- **Text block**:
%%
Top Chef Masters features established, award-winning chefs, in contrast to Top Chef, which typically features younger, up-and-coming chefs. The series debuted on June 10, 2009, with contestants including Rick Bayless, John Besh, Michael Chiarello, Wylie Dufresne, Jonathan Waxman and Hubert Keller. As of 2013, five seasons have been produced and aired. During its first two seasons, food journalist Kelly Choi hosted the show, while restaurant critic Gael Greene, culinary expert and Saveur  editor-in-chief James Oseland, and food critic Jay Rayner served as judges. Beginning with the third season, celebrity chef Curtis Stone replaced Choi as host.

Top Chef: Just Desserts

Top Chef: Just Desserts is a spin-off of the Top Chef format featuring pastry chefs. Bravo announced the series on October 25, 2009. The show was hosted by Top Chef regular Gail Simmons. The judging panel included pastry chef Johnny Iuzzini, Top Chef Masters finalist Hubert Keller, and DailyCandy's "editor-at-large" Dannielle Kyrillos. The show debuted on Bravo on September 15, 2010, following the seventh season finale of Top Chef. The series was cancelled after two seasons.

Top Chef Healthy Showdown

Top Chef Healthy Showdown is a special webisode series aired in 2011 sponsored by Healthy Choice. It featured former Top Chef contestants Sara Nguyen (Season 3), Ryan Scott (Season 4), Casey Thompson (Season 3, Season 8), and Tre Wilcox (Season 3, Season 8) competing in a series of Quickfire Challenges to win $25,000 and inspire a Top Chef line of Healthy Choice entrées. The series was hosted by Curtis Stone; Ryan was declared the winner of the competition.

Life After Top Chef

Life After Top Chef is a spin-off featuring former Top Chef contestants Richard Blais, Jennifer Carroll, Spike Mendelsohn, and Fabio Viviani, which focuses on various aspects of their lives, from managing and opening a restaurant to dealing with family dynamics and personal issues. The series premiered on October 3, 2012.
%%
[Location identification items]
%%
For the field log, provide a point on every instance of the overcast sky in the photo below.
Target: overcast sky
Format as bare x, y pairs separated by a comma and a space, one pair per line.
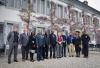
94, 3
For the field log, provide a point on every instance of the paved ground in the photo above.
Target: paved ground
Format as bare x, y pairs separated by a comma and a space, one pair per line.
69, 62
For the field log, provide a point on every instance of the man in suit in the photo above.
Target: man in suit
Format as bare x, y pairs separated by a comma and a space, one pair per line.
85, 43
77, 43
53, 42
12, 39
24, 40
40, 42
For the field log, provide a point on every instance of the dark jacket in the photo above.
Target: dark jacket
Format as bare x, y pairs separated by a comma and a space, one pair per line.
32, 42
24, 39
53, 39
77, 41
70, 39
85, 39
47, 40
40, 40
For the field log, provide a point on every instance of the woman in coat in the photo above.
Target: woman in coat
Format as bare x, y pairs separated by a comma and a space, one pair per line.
77, 43
32, 45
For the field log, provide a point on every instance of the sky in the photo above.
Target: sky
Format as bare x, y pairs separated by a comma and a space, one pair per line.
94, 3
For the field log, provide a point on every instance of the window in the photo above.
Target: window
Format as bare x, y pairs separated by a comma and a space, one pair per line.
14, 3
10, 3
18, 4
24, 4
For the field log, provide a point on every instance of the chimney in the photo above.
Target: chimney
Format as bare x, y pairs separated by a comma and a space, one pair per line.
85, 2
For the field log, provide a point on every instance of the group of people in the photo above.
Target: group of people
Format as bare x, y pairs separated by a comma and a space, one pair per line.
43, 43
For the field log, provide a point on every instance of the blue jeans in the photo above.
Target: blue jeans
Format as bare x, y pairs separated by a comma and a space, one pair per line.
64, 49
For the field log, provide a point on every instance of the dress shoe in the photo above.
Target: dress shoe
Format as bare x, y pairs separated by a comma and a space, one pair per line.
15, 60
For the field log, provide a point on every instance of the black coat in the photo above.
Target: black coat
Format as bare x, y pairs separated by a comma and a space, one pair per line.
32, 42
85, 43
85, 39
77, 41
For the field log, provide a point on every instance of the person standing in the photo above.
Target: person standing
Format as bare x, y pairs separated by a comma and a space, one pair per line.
40, 44
85, 44
32, 45
70, 42
13, 40
77, 43
64, 39
53, 42
46, 37
59, 46
24, 40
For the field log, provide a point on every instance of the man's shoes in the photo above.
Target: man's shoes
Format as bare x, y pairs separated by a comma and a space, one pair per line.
15, 60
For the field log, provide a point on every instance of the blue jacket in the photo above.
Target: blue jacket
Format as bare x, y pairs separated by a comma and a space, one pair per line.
70, 39
24, 39
40, 41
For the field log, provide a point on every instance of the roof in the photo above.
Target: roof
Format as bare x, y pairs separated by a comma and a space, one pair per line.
82, 6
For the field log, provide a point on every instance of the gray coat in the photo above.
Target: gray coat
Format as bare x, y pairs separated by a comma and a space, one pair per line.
10, 38
24, 39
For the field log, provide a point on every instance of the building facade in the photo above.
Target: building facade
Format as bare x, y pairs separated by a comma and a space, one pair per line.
69, 14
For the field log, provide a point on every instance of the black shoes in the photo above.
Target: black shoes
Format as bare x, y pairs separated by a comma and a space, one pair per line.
15, 60
9, 62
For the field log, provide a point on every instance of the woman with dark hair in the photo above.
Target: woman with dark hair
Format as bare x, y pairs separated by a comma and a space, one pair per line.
46, 37
32, 45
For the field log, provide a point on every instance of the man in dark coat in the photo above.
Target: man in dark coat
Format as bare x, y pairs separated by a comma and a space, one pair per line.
%%
- **Problem 1**:
In the passage on the Top Chef spin-offs, reproduce word for word the stretch between "Top Chef Masters features" and "Choi as host.", inclusive.
- **Problem 2**:
Identify each line of the entries that contains the string "hair", and copy every such line in full.

- **Complete output 1**:
Top Chef Masters features established, award-winning chefs, in contrast to Top Chef, which typically features younger, up-and-coming chefs. The series debuted on June 10, 2009, with contestants including Rick Bayless, John Besh, Michael Chiarello, Wylie Dufresne, Jonathan Waxman and Hubert Keller. As of 2013, five seasons have been produced and aired. During its first two seasons, food journalist Kelly Choi hosted the show, while restaurant critic Gael Greene, culinary expert and Saveur  editor-in-chief James Oseland, and food critic Jay Rayner served as judges. Beginning with the third season, celebrity chef Curtis Stone replaced Choi as host.

- **Complete output 2**:
For the field log, provide a point on every instance of the woman with dark hair in the photo above.
Target: woman with dark hair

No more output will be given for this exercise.